» **What to work on**
Gather every line in the records below that contains the word "measure", and copy each of those lines in full.
● ● ● ● ● ● ●
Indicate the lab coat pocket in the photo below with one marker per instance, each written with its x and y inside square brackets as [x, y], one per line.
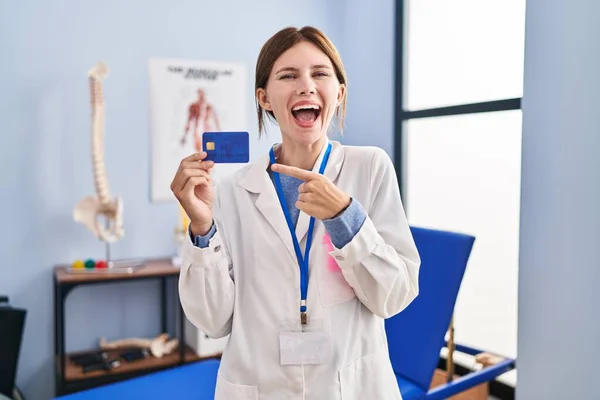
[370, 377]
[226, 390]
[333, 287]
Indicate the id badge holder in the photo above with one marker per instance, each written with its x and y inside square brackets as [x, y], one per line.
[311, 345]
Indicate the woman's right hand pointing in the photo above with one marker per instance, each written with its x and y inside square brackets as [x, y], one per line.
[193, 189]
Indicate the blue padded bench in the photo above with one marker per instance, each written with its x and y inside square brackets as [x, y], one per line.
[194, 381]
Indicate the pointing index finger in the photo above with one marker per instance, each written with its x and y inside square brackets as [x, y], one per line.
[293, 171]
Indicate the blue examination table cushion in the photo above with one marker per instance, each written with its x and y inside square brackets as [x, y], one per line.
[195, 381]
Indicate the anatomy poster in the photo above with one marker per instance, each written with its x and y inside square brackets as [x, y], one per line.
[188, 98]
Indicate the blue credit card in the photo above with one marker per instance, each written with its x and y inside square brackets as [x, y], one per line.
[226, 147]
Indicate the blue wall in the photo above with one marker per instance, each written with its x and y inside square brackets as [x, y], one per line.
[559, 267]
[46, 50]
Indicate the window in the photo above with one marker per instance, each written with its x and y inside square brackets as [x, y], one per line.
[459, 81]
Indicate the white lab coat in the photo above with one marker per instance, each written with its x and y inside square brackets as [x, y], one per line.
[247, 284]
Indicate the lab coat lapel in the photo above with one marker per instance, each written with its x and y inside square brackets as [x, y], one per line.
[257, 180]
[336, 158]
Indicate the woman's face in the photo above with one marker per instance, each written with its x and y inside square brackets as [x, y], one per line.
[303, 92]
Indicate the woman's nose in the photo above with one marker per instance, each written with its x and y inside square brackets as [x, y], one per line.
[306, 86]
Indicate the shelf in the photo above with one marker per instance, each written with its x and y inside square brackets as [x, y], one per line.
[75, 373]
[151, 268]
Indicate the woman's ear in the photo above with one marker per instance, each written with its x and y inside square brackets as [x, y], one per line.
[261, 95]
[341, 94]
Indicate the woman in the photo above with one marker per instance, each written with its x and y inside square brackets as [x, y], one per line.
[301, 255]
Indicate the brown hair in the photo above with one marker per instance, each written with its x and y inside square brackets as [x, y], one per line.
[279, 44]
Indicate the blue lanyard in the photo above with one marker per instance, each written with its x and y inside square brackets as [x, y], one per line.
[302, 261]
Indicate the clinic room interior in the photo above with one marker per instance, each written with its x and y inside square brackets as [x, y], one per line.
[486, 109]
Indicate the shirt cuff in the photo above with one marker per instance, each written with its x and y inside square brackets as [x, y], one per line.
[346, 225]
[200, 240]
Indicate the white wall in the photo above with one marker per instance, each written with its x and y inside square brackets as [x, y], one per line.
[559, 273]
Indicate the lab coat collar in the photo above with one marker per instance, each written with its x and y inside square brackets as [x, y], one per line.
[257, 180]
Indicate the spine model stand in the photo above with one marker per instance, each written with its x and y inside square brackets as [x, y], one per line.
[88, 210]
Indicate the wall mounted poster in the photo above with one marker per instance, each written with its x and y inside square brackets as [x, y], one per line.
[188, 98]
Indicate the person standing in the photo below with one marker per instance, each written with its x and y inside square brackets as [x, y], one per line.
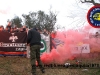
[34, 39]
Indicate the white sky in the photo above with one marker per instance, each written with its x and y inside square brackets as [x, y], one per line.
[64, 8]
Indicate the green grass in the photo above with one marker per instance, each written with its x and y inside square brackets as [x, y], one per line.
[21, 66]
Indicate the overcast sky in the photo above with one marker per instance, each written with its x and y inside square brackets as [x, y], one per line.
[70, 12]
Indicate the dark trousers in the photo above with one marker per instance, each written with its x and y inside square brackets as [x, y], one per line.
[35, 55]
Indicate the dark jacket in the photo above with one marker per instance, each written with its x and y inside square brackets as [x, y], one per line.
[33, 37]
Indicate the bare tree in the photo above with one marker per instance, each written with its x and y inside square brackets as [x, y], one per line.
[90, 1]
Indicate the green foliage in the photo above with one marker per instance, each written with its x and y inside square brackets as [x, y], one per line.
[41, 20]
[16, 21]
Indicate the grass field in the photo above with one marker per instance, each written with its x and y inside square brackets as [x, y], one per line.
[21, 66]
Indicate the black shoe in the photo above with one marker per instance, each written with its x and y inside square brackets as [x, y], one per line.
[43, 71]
● ● ● ● ● ● ●
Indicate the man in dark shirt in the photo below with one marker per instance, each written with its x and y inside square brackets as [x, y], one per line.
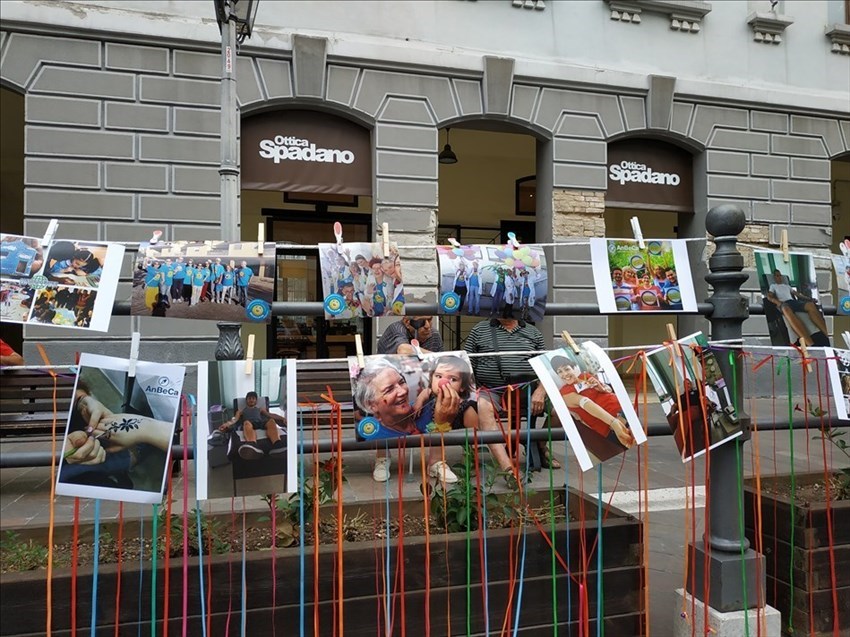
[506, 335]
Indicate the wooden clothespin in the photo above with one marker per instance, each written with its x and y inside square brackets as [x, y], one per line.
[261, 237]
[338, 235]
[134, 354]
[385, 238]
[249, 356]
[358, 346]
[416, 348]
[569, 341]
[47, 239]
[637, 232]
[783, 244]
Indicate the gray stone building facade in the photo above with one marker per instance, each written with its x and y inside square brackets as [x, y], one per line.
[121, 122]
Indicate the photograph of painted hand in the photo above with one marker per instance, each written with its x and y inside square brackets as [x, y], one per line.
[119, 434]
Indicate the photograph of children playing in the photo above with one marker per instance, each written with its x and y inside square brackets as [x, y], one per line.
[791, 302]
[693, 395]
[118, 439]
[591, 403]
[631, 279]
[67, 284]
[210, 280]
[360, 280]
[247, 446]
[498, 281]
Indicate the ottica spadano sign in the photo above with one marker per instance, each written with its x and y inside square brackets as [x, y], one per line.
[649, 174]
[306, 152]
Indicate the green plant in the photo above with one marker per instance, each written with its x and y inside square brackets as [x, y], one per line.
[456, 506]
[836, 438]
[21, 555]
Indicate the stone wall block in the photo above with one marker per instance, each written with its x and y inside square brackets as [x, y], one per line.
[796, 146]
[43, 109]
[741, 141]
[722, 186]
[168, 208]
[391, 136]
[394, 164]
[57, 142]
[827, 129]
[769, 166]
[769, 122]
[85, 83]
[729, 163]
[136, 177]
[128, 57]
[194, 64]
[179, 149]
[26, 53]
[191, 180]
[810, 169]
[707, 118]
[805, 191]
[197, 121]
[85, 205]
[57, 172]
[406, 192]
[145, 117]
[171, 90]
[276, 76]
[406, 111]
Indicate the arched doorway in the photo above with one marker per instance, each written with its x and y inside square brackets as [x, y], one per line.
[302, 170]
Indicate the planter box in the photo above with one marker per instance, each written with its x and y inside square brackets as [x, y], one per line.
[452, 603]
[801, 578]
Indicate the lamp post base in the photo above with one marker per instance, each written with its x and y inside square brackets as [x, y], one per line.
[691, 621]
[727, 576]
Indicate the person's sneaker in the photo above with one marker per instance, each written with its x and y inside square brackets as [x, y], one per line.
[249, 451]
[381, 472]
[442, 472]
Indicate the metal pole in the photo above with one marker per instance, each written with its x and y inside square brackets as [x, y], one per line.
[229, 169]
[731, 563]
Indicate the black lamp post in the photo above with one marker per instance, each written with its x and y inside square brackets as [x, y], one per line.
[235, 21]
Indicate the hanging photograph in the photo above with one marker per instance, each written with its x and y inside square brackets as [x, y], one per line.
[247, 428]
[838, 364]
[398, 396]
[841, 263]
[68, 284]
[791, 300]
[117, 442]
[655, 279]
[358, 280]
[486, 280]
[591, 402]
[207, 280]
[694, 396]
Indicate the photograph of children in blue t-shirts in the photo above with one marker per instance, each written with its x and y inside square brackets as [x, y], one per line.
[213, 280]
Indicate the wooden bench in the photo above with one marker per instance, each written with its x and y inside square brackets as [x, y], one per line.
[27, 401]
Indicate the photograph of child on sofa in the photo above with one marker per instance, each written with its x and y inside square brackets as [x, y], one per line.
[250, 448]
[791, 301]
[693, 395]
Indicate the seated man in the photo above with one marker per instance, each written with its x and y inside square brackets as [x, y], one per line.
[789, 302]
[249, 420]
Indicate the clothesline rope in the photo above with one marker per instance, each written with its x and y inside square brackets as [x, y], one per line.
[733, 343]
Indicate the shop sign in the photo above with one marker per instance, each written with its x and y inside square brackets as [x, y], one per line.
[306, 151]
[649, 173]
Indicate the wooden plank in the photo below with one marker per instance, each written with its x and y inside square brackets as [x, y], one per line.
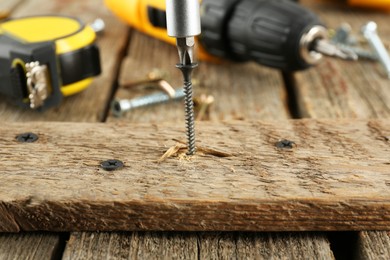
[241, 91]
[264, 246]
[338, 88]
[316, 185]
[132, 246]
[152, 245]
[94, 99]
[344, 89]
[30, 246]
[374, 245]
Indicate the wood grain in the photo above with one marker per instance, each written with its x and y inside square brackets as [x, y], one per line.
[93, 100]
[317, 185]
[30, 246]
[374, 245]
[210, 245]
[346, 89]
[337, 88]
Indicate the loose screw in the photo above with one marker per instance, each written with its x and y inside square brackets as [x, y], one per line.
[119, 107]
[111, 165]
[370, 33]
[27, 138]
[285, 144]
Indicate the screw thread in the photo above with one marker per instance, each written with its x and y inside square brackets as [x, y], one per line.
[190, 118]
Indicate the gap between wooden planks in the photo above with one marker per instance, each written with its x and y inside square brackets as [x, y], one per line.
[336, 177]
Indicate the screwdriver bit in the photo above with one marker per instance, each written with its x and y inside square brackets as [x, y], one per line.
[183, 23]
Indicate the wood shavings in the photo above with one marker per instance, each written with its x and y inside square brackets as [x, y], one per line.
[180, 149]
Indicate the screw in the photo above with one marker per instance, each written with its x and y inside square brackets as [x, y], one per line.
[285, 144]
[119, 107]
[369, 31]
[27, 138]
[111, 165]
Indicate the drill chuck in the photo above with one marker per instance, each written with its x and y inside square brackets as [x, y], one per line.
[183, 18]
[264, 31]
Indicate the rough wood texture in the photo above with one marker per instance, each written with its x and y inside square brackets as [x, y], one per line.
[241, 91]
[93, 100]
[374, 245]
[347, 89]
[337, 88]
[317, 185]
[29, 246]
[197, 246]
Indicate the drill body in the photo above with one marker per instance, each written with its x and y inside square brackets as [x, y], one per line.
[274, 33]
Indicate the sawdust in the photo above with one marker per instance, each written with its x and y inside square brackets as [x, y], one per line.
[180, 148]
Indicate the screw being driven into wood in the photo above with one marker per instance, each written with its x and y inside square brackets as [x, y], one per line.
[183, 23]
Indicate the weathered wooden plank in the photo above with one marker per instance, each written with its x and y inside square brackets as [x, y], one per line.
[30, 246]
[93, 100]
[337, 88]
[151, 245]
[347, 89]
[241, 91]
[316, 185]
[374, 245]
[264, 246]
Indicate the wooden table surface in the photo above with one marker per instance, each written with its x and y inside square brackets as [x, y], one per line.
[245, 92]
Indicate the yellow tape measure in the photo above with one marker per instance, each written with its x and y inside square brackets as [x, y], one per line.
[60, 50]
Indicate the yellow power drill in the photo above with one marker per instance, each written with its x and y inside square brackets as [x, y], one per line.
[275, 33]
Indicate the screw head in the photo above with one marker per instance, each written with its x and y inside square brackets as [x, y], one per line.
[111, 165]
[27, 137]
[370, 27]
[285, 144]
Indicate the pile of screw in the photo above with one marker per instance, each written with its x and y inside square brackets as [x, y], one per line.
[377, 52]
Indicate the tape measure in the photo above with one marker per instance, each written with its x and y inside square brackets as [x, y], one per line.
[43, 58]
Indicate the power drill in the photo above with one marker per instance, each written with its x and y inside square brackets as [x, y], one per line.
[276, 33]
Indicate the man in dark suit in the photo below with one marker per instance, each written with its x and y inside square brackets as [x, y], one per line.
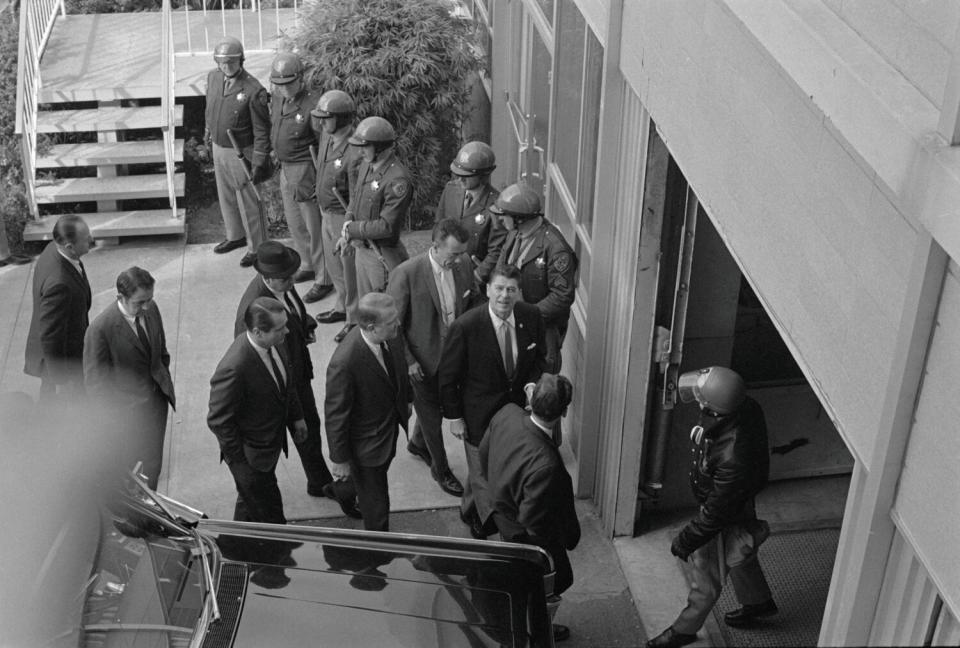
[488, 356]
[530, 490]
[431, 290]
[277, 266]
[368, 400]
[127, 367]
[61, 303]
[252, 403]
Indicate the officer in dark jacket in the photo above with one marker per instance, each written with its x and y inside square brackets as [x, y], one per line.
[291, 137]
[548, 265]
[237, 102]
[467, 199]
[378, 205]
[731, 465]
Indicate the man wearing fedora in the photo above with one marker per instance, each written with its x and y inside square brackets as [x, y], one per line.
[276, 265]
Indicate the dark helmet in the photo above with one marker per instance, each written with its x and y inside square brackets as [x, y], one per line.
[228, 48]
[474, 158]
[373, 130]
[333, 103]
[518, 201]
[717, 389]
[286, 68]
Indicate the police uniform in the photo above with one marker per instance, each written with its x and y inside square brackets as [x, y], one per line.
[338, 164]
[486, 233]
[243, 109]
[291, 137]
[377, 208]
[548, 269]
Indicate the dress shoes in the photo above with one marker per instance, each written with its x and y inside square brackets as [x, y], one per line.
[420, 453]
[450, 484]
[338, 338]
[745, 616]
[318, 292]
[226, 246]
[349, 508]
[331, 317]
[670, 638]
● ● ● ● ● ● ●
» **Response**
Indicate the yellow tape measure in the photo above with one marker per instance, each written with its x and y inside square brackets as [x, y], one per line.
Indicate the tape measure in the photo above with one marker per instance, each written with its x and y inside square brackets as [x, y], one per line.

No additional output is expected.